▶ [CONSIGNE]
Reprenez le texte sur Badr et le capitaine après sa dernière phrase, puis poursuivez le récit.

▶ [TEXTE EXTRAIT]
::::::::

Un héros sera un symbole national qui sera lu par ceux qui étudient et étudié par les historiens. Son nom sera éternel dans les registres des guerres mondiales», crie le capitaine devant un Badr étonné. 

Le capitaine fait alors l’éloge de la guerre pour défendre la patrie. «As-tu tenté l’expérience de la guerre auparavant ? La guerre qui défait des Etats et qui donne la victoire à d’autres ?», interroge le capitaine. 

«Oui, oui, nous entendions le bruit des explosions lorsque nous étions enfants», répond Badr qui dit être un homme libre. «Je ne suis pas prêt à mener une bataille, je préfère revenir à ma maison», insiste-t-il. 

Le capitaine lui rappelle qu’il a signé un contrat d’incorporation et qu’il risque la prison militaire s’il quitte la caserne. S’engage alors un dialogue intense durant lequel les deux personnages se dévoilent. Badr est natif d’une famille pauvre qui, durant une nuit pluvieuse d’hiver, fut obligée de cuire un chat errant pour son dîner. «Mon père agriculteur a été chassé d’une ferme, nous n’avions pas de quoi nous nourrir. Nous dormions en attachant bien notre ventre, et ma mère faisait bouillir chaque soir de l’eau», confie Badr.
 

La patrie reste chère en dépit de tout

Le capitaine essaie de savoir pourquoi Badr est venu à la caserne, et Badr découvre que le capitaine n’a jamais mené de guerre et qu’il a envoyé tous ses soldats au front. Un aller sans retour. L’officier souffre de solitude et est traversé de remords. La peur le paralyse alors que Badr prend son courage à deux mains et refuse de quitter le front de la bataille même s’il n’a aucun moyen de la mener.

::::::::

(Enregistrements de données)
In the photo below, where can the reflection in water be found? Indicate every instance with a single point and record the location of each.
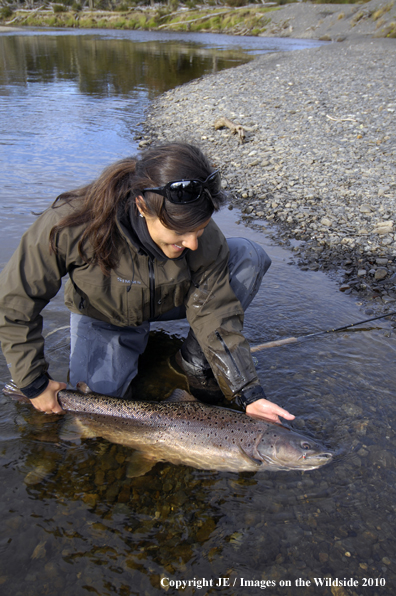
(73, 521)
(106, 67)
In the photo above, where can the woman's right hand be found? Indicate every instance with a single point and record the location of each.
(47, 401)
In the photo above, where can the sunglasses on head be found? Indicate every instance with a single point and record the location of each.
(187, 191)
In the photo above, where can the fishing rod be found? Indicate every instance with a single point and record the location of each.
(290, 340)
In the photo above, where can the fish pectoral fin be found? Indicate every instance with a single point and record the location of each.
(250, 459)
(180, 395)
(139, 464)
(73, 429)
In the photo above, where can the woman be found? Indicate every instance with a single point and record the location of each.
(139, 245)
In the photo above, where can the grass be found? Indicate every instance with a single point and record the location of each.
(251, 20)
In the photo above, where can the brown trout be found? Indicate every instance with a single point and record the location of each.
(182, 430)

::::::::

▶ [RÉSULTAT DE L'EXERCICE]
Le texte d’Oussama Bin Zayed, qui a été monté dans une pièce en Arabie Saoudite et en Jordanie, explore avec audace une thématique politique contemporaine sur le nationalisme poussé jusqu’au sacré et sur les valeurs patriotiques faussement défendues par personnes prêtes à quitter le champs de bataille à tout moment.

«Le peuple reste toujours même si les autres peuvent partir. On demande au peuple de défendre la patrie mais sans contrepartie. Aujourd’hui, le citoyen a besoin de travail, d’éducation, de santé. Quand le citoyen a tout cela, il se sacrifie pour son pays, répond à son appel. La patrie reste chère en dépit de tout», souligne le metteur en scène. Sur scène, le capitaine coupe les cheveux de Badr en live. 

Une manière d’évoquer la dureté de la situation et de tester une forme de théâtre expérimental. «Dans chaque cheveu qui tombe, il y a un sacrifice pour que la patrie reste», dit l’officier. La scénographie instable avec des pièces de décors suspendus suggère la variation des valeurs. Les valeurs sont-elles réellement immuables ?
 

Un projet culturel pour construire un grand théâtre

A Oman, selon Oussama Bin Zayed, le théâtre fait ses premiers pas. «Nous n’avons pas encore de théâtre national et il n’y a pas d’institut pour former aux arts dramatiques et aux beaux arts. Les Omanais partent au Koweït ou en Egypte pour étudier. Les études académiques sont nécessaires pour renforcer la vocation. Nous avons actuellement un projet culturel pour construire un grand théâtre. Il existe deux associations, l’une s’occupe du cinéma, l’autre du théâtre. 

Elles veillent à être présentes dans tous les festivals internationaux. Il y a aussi un plan pour créer des instituts», déclare-t-il. «Il y a un public pour le théâtre à Oman. Les créateurs ont une certaine liberté d’expression et de pensée. Nous pouvons aborder tous les thèmes sauf trois sujets : la politique intérieure, la religion et le sexe. Oman est un pays multiconfessionnel. Contrairement à ce qu’on peut penser, il existe beaucoup de comédiennes dans les pays du Golfe, y compris à Oman», ajoute Oussama Bin Zayed. 

Ce jeune metteur en scène est formé en ingéniorat mécanique et en études islamiques. «Et actuellement, j’étudie la langue et la littérature anglaises», confie-t-il.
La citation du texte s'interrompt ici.